_Action item 1_
Answer these questions using the Teen Ink piece "My Best Friend":
(a) What did he first think the narrator would turn out to be, and why?
(b) What kind of school did the two of them attend?
(c) Where did the narrator write poetry?
_Action item 2_
In the Teen Ink piece "My Best Friend," give back everything from "The first time" down to "from the truth." word for word.

_Excerpted text_
My Best Friend | Teen Ink

My Best Friend

January 9, 2008
By Anonymous

The first time I ever spoke to him, he told me later, he thought I would turn out to be a shallow, spoiled, American brat, because of my accented English. I thought he was a player, a conceited jerk, the kind of guy who probably whistled at girls with lipstick and carefully chosen clothes, and hooked up with anything that moved. It probably wasn’t the best start to what proved to be a long and complex friendship. And, as it turns out, we were both fairly far from the truth.
The little we had in common was that we were both students of Indian origin at an international boarding school and consequently, invariably, saw quite a lot of each other in those early days. But apart from that, we had almost nothing in common. He was homesick. I was not. He was Indian from tip to toe. The only features Indian about me were my skin tone, and my ancestors. He was an extrovert. I was not. He preferred to create drama for the movies, while I preferred to watch. He made his own movies, I penned poetry on the inside cover of my psych notebook. People told me to lighten up, and told him to grow up, with equivalent regularity.

_Supplied records_
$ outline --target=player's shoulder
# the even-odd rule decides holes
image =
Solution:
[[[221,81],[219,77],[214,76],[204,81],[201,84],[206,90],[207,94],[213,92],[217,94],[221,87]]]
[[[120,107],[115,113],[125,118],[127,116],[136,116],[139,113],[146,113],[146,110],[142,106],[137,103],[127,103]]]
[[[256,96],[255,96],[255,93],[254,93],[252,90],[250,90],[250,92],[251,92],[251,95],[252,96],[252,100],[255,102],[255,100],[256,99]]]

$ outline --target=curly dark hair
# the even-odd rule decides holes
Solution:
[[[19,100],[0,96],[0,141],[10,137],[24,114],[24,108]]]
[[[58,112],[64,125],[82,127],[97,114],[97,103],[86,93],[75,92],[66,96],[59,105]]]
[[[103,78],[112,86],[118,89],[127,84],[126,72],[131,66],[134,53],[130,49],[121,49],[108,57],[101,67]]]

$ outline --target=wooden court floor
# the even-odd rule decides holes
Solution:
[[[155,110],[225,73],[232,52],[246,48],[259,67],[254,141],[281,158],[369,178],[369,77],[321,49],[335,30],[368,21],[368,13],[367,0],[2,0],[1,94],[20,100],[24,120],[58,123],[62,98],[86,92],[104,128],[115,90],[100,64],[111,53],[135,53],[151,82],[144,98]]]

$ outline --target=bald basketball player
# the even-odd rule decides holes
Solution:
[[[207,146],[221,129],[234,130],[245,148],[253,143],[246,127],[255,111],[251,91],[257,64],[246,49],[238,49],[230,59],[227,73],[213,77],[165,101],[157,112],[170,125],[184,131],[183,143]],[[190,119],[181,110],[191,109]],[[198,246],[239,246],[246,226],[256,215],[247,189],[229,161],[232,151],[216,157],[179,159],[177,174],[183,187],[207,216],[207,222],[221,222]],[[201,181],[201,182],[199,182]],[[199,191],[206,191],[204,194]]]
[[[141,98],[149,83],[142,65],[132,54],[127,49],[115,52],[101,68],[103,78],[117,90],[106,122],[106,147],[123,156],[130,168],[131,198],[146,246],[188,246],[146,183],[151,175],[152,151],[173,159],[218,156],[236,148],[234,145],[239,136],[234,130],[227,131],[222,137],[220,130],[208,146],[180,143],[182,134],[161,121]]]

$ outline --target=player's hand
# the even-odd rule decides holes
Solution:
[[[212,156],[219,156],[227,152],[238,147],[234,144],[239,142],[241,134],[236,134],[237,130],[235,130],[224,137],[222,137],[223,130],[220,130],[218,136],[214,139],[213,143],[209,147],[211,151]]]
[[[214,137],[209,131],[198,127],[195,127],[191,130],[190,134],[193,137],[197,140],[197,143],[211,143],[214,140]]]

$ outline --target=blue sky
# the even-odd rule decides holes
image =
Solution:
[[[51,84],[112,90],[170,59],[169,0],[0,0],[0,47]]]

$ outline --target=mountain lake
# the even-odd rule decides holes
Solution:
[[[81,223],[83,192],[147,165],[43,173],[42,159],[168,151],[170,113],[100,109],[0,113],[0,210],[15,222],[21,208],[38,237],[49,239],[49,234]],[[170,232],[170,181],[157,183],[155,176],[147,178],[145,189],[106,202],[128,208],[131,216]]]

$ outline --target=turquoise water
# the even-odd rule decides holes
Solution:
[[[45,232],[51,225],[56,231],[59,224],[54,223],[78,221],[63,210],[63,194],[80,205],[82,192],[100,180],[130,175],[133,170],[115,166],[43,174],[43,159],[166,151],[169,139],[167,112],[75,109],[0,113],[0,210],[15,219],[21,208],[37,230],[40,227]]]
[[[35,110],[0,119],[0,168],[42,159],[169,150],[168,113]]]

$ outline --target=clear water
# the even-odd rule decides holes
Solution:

_Answer area 1_
(a) A shallow, spoiled, American brat, because of the narrator's accented English.
(b) An international boarding school.
(c) On the inside cover of the narrator's psych notebook.

_Answer area 2_
The first time I ever spoke to him, he told me later, he thought I would turn out to be a shallow, spoiled, American brat, because of my accented English. I thought he was a player, a conceited jerk, the kind of guy who probably whistled at girls with lipstick and carefully chosen clothes, and hooked up with anything that moved. It probably wasn’t the best start to what proved to be a long and complex friendship. And, as it turns out, we were both fairly far from the truth.